#### [Brief]
Would you please repeat the material exactly, from the first line to the last?

#### [Data to use]
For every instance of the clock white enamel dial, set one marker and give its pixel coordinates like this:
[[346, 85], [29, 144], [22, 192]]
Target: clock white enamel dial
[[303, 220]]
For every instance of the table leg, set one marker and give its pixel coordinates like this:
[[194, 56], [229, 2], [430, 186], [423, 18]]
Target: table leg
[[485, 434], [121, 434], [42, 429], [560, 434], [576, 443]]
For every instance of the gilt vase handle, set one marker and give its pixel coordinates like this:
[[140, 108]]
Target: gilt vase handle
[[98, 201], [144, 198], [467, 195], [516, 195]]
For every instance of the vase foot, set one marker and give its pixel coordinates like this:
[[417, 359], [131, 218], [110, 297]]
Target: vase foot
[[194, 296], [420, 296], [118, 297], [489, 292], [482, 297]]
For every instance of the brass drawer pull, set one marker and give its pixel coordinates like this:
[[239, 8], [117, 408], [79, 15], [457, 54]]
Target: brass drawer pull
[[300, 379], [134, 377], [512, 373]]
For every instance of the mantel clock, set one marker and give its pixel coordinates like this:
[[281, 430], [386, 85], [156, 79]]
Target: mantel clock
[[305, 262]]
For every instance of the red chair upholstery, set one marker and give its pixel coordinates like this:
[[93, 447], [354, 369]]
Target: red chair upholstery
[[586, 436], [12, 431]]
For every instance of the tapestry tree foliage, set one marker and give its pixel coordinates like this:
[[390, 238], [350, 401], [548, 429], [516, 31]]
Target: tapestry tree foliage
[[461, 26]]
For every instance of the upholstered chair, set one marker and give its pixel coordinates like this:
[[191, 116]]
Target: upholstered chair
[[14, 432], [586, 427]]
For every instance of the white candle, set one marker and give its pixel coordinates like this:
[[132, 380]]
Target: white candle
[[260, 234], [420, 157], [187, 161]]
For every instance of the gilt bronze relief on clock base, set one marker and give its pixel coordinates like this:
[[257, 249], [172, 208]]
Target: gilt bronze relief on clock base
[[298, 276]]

#### [Finished task]
For every instance of the clock white enamel dial, set one marker and give its pixel coordinates like this:
[[346, 85], [29, 144], [22, 192]]
Target: clock white enamel dial
[[303, 220]]
For every instance of the table leg, set one marker and give its pixel coordinates like this:
[[194, 56], [229, 2], [430, 186], [423, 18]]
Target: table leg
[[485, 434], [121, 434], [42, 429], [560, 434], [576, 443]]
For every instance of the gilt vase handle, set one marker and give its pixel coordinates like this:
[[140, 108]]
Target: gilt vase handle
[[98, 201], [144, 198], [467, 195], [516, 195]]
For every instance of the vase foot, set one marker and give its pixel coordinates like this:
[[417, 359], [131, 218], [110, 297]]
Target: vase foot
[[194, 296], [420, 296], [118, 297], [489, 292], [482, 297]]
For every instance of the brass drawer pull, set one marker and give its pixel coordinates like this:
[[239, 8], [117, 408], [79, 15], [457, 54]]
Target: brass drawer pull
[[300, 379], [134, 377], [512, 373]]
For every instance of the mantel clock, set one marker and give its pixel coordinates like this:
[[281, 430], [386, 85], [156, 79]]
Target: mantel clock
[[305, 262]]
For every instance of the red chair upholstery, set one marker and give its pixel coordinates like this:
[[93, 447], [354, 369]]
Target: red chair upholstery
[[586, 436], [12, 431]]
For every instance of the tapestry tree foliage, set one marker and give its pixel coordinates like this:
[[390, 238], [350, 401], [548, 429], [516, 31]]
Target: tapestry tree foliage
[[461, 26]]
For every instance of the upholstered chair, set one marker and give its pixel coordinates like this:
[[191, 116]]
Target: upholstered chair
[[14, 432], [586, 427]]
For every instance of the white candle, set one marker and give its pixel coordinates like this:
[[132, 380]]
Target: white candle
[[260, 234], [420, 157], [187, 161]]
For every instance of the gilt bronze relief on clock base, set one marker and give its pixel coordinates like this:
[[257, 249], [172, 208]]
Target: gilt bronze relief on clock base
[[298, 276]]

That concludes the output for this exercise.